Natural language region descriptions –
_ _ _

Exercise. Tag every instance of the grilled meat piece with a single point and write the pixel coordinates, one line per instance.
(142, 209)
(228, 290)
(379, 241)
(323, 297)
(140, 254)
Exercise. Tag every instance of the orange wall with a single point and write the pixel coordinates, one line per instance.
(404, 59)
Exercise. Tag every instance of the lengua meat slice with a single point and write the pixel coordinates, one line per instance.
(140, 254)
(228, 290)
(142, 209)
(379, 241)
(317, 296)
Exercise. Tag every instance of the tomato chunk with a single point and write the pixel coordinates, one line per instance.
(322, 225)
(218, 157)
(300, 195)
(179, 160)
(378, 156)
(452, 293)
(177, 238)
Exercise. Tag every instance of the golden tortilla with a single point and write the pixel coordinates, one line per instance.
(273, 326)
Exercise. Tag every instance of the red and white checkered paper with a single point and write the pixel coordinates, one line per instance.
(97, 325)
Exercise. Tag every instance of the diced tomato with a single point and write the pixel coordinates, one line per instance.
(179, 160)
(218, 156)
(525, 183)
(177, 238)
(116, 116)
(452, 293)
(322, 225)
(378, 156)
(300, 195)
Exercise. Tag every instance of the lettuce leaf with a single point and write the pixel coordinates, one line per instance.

_ _ _

Your objective – Print the data again exactly.

Exercise solution –
Exercise. Tag every instance of the grilled meat piece with a single point and write the pixel coordinates, one line per instance.
(142, 209)
(228, 290)
(379, 241)
(323, 297)
(140, 254)
Exercise. Tag every instance of the orange wall with a single point and write the pixel coordinates, one line per instance.
(404, 59)
Exercise. Tag every instance of the lengua meat slice with a single point and write the pixel coordinates, one line per instance.
(140, 254)
(228, 290)
(142, 209)
(379, 241)
(317, 296)
Exercise. Tag every instance of the tomato chunk with a single point and write the pixel coordinates, one line per instance.
(322, 225)
(218, 157)
(300, 195)
(179, 160)
(378, 156)
(452, 293)
(177, 238)
Exercise. Tag every instance of the golden tortilla with a single point and write the pixel coordinates, one line per instance.
(273, 326)
Exercise. Tag every instance of the red and white checkered paper with a single point and write the pixel coordinates, one line per instance.
(97, 325)
Exercise. Tag every instance of the diced tomato with a single point and write the pixel coordinates, one line per instance.
(179, 160)
(218, 156)
(525, 183)
(177, 238)
(116, 116)
(452, 293)
(322, 225)
(378, 156)
(300, 195)
Exercise. Tag every instance of the lettuce leaf with a single point and write the pixel coordinates, one line per instance.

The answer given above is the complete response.